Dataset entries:

-=-=-=-=-

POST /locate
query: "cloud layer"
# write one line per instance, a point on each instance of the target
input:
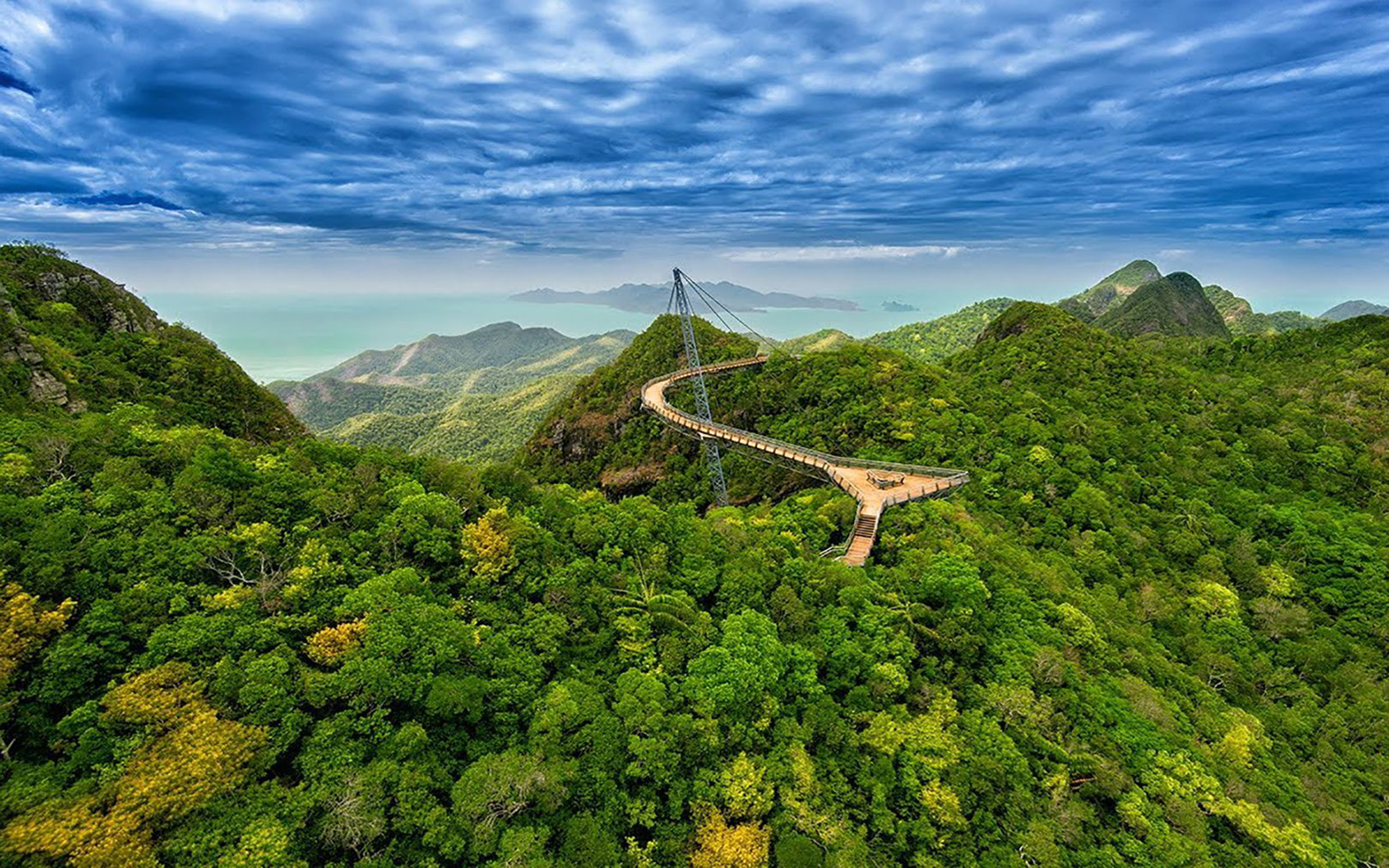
(770, 131)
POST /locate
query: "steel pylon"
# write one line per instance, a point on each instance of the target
(712, 458)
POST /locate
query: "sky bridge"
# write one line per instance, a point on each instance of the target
(876, 485)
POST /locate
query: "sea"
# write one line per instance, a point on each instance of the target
(295, 337)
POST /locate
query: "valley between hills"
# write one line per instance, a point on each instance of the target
(1151, 631)
(477, 396)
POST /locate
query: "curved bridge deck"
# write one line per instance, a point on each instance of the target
(863, 480)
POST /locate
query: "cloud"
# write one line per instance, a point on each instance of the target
(767, 131)
(838, 253)
(127, 200)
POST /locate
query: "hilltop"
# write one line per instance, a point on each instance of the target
(1242, 320)
(1355, 309)
(937, 339)
(463, 396)
(1110, 292)
(1151, 630)
(1173, 306)
(74, 339)
(599, 437)
(816, 342)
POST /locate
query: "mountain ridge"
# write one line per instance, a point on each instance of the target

-=-=-=-=-

- [Task description]: Quote all of the entries word for word, omitting any pictures.

- [Exercise solution]:
POST /locate
query: "cloud layer"
# write one line per instance, a point on each instance of the target
input:
(770, 131)
POST /locate
query: "steel pylon"
# write one line per instance, a point on each instance of the target
(712, 458)
POST /locate
query: "sky bridge"
# write one line per instance, a point on each instance of the target
(876, 485)
POST /locate
query: "sea"
# write one line per instance, a point on each instance of the target
(295, 337)
POST /locate
query: "valley between hills"
# write one line per instance, a point on each instance of the target
(1151, 631)
(477, 396)
POST /locate
query: "curved bridge deck"
# write one line per instance, a point on each instance of the target
(863, 480)
POST /locate
query: "cloud"
# write one line per instance, a point on each instance of the target
(767, 131)
(838, 253)
(127, 200)
POST /locate
query: "hilltop"
# write one line per instance, a point on each instance of the target
(1242, 320)
(1355, 309)
(937, 339)
(463, 396)
(1110, 292)
(1151, 630)
(1173, 306)
(74, 339)
(599, 437)
(816, 342)
POST /locate
query: "mountain ridge"
# write one line per instance, a point on each instance of the target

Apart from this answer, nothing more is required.